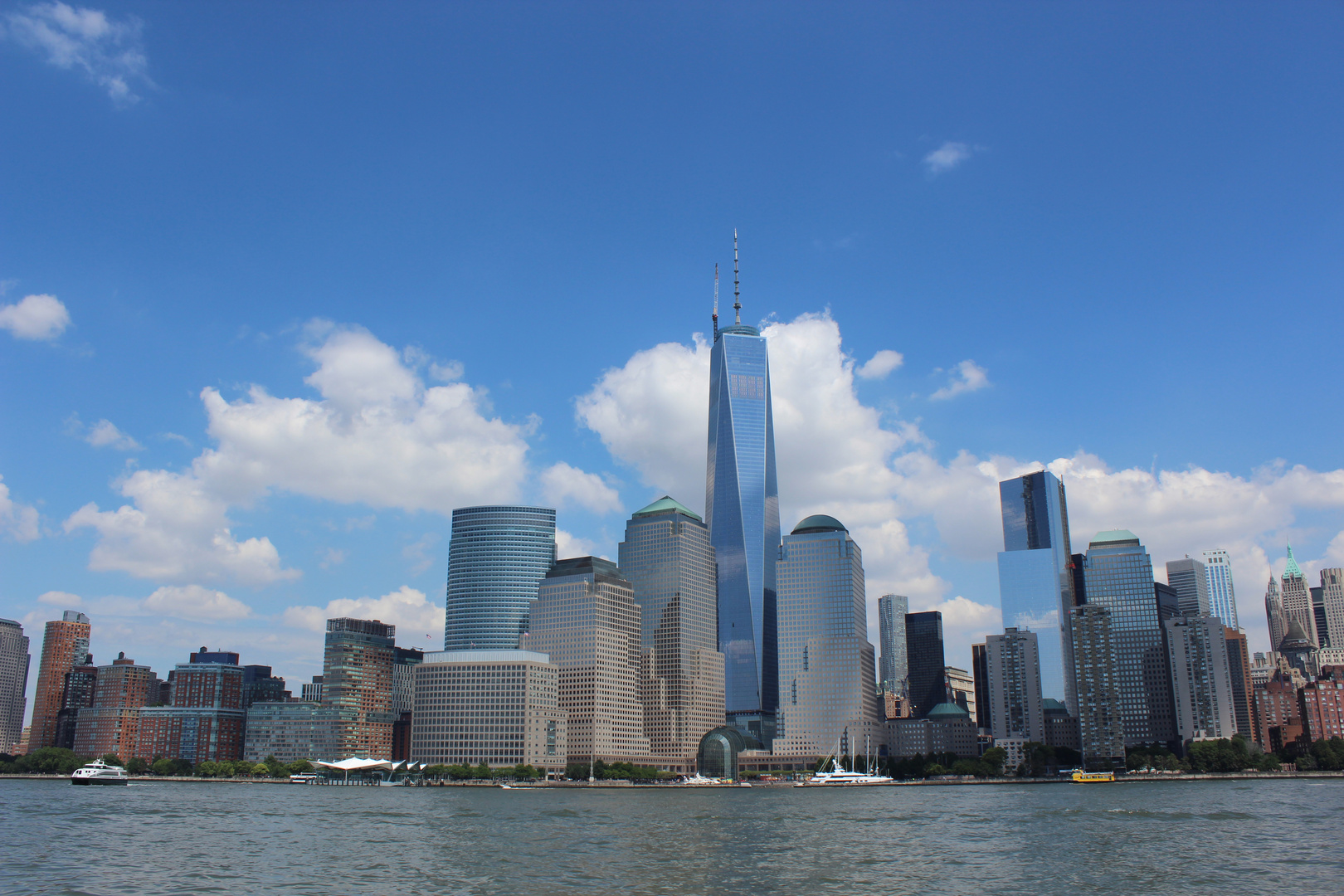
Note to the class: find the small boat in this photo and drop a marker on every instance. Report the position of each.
(100, 772)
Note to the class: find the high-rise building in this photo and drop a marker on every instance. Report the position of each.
(14, 683)
(492, 707)
(1190, 579)
(494, 561)
(1014, 664)
(208, 712)
(1202, 681)
(65, 644)
(1296, 597)
(112, 723)
(827, 666)
(891, 637)
(1035, 574)
(743, 511)
(925, 661)
(1096, 660)
(587, 621)
(1222, 596)
(668, 562)
(1120, 578)
(1332, 601)
(358, 684)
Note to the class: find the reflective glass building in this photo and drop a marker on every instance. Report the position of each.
(1120, 578)
(825, 661)
(496, 559)
(1035, 577)
(743, 509)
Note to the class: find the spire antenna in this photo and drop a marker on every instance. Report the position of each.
(737, 289)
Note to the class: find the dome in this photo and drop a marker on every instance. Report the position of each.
(819, 523)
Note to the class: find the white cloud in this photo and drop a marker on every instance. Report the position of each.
(965, 377)
(407, 609)
(880, 364)
(195, 602)
(563, 484)
(39, 317)
(17, 520)
(947, 158)
(110, 54)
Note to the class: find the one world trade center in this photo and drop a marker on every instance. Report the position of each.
(743, 509)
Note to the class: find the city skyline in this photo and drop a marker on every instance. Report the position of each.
(158, 480)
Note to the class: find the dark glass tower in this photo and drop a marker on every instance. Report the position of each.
(743, 509)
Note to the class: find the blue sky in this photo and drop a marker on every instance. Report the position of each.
(461, 251)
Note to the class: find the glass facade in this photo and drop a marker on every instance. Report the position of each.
(825, 660)
(743, 509)
(1120, 578)
(494, 561)
(1035, 575)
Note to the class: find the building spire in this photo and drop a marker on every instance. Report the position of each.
(737, 289)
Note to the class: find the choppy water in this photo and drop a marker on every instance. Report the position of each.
(1177, 837)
***
*Prompt*. Reproduce the lines from the one containing "Note to the class: find the reflective" to the end of the entries, keeping both ends and adding nothing.

*Full answer*.
Note to the class: find the reflective glass building in this photo and drop a marker on every instance. Report the position of each.
(1120, 578)
(825, 661)
(496, 559)
(1035, 577)
(743, 509)
Note to the class: find the spire antenna in this photo and drop a marker on every instance. Report the position of each.
(737, 289)
Note to the class: find the dome in this photo and drop a marker on every instance. Report the position of each.
(819, 523)
Note to the class: find the white cloud in this photo and drop a marker on every instance. Report the position of each.
(965, 377)
(407, 609)
(880, 364)
(195, 602)
(563, 484)
(39, 317)
(17, 520)
(947, 158)
(110, 54)
Note to the class: find the one world trade center in this photo and drop a marker on every instance. Report the position of each.
(743, 509)
Note to the class: find the city skyline in this photo and drop a marker on every instance. Report the position of each.
(158, 480)
Note to the class: find the dark glass tower in this photo and drop a marker on every instance. Report the position of each.
(743, 509)
Note to the class: find the blue sky in this photo and drop a marker on every instance. Report the position of each.
(461, 251)
Note to the class: find the glass facade in this photo and drop a marker on every instance. Report the position of each.
(825, 660)
(743, 509)
(1120, 578)
(494, 561)
(1035, 575)
Note to the class: find the building spire in this photo and drop a marker on every instance. Report the position of each.
(737, 289)
Note to the class: find the choppy water in this photo and drop a marker on every instance. Report the position of each.
(1177, 837)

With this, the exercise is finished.